What lines of the data below include the word "negative"? Report them by copying each.

#### AVAILABLE RECORDS ####

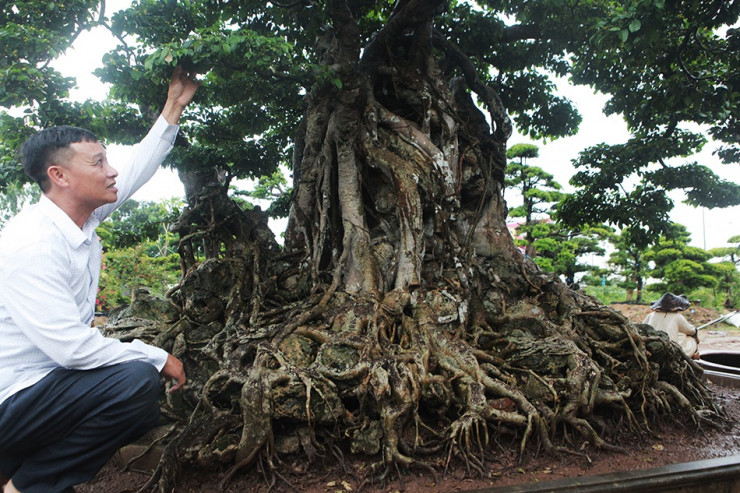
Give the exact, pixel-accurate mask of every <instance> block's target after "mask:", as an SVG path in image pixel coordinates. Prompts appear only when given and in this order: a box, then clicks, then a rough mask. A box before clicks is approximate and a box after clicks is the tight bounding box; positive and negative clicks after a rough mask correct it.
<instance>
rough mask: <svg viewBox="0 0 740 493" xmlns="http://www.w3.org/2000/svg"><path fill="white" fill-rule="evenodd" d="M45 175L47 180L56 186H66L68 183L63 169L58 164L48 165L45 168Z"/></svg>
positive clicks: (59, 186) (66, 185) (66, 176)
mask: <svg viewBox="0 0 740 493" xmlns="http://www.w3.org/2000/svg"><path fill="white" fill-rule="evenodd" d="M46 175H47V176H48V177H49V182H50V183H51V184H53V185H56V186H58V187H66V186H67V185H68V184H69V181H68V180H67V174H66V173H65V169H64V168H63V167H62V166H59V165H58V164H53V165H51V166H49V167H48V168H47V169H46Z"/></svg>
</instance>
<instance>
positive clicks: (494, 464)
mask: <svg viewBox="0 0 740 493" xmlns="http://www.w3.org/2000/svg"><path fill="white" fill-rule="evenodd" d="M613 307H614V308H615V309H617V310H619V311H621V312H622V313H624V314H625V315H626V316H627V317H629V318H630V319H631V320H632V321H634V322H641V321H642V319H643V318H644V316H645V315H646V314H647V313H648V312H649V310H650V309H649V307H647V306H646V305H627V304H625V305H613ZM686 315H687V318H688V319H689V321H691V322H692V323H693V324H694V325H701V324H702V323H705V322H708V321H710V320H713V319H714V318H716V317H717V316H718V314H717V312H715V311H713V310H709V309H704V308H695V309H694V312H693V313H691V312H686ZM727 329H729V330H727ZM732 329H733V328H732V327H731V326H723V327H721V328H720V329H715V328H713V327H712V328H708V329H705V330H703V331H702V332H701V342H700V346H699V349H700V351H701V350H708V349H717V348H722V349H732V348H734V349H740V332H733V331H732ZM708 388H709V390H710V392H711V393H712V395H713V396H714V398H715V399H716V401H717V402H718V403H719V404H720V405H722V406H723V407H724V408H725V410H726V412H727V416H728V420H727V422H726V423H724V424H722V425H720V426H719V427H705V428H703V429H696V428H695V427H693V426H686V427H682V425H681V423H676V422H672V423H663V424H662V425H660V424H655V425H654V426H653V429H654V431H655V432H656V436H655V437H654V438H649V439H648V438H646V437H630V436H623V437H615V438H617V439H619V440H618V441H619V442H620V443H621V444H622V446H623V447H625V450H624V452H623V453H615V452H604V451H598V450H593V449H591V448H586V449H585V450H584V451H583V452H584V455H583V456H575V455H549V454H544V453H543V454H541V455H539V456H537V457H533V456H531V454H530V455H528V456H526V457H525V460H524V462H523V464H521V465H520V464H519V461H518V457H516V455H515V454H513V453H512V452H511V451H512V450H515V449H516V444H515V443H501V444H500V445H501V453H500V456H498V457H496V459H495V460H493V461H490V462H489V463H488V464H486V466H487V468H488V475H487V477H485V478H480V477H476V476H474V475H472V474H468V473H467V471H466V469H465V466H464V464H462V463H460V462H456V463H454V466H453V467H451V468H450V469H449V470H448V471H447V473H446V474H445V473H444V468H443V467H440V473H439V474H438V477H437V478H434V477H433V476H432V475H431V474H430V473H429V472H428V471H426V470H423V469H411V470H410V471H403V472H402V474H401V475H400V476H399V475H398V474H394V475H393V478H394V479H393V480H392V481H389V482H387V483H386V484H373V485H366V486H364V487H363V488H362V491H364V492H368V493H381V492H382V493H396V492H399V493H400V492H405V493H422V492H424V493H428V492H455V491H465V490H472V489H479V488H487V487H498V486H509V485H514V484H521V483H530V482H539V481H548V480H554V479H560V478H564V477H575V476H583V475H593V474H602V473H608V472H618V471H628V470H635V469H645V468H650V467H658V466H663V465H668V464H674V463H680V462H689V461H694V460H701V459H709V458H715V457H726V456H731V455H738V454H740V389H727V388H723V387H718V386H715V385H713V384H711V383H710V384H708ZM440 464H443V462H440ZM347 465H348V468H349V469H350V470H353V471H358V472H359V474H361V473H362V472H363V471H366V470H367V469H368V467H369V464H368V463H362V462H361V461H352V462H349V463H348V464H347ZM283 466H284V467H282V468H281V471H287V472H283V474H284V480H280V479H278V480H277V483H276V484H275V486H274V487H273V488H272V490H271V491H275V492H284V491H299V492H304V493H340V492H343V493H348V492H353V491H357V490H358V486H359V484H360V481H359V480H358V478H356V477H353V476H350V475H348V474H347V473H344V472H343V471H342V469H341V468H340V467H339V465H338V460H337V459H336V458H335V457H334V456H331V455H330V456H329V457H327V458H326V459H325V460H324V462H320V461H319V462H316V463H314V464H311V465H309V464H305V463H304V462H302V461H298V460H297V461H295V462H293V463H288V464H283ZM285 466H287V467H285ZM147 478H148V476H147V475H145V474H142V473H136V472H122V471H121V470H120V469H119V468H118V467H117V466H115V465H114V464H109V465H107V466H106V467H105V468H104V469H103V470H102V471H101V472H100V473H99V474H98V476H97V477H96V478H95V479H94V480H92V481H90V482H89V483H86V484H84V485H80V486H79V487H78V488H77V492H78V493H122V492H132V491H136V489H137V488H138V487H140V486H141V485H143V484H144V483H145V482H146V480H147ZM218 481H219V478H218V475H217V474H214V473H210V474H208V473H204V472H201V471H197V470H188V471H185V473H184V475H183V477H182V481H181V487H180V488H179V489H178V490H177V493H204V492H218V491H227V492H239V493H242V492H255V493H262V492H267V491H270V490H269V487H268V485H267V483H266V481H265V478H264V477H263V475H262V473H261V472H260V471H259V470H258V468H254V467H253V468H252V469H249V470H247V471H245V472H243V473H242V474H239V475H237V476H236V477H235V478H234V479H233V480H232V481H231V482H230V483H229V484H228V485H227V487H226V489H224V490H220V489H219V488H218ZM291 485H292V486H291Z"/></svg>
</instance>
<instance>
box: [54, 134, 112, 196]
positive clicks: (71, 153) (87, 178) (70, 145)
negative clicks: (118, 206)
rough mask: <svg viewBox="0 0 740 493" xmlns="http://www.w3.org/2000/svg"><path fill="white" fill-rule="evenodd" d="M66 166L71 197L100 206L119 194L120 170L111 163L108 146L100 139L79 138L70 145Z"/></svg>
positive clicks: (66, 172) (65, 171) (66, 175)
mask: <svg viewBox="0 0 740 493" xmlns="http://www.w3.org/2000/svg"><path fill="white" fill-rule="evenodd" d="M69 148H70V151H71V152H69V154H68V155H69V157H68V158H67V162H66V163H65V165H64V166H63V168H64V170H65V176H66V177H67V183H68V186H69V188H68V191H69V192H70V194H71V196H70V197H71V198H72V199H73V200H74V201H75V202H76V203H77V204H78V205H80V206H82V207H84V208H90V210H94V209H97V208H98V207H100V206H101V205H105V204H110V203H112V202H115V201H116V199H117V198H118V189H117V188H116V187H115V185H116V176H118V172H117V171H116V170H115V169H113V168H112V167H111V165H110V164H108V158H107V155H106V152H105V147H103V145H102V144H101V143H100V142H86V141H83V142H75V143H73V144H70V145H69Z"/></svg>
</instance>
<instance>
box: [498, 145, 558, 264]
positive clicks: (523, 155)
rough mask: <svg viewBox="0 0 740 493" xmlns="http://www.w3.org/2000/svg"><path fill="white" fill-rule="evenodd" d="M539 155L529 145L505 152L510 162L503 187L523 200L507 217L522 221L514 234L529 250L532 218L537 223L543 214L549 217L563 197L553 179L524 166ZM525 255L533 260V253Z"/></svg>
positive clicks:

####

* **WORKED SOLUTION**:
Give the exact, pixel-accurate mask of every <instance> block's target after "mask:", as an SVG path in image pixel coordinates. Prompts appear only when given and in this order: a box, then clicks, then a rough mask. A box before clicks is approximate and a box after clicks is the tight bounding box; positive and negative clicks after a rough mask correct it.
negative clicks: (118, 206)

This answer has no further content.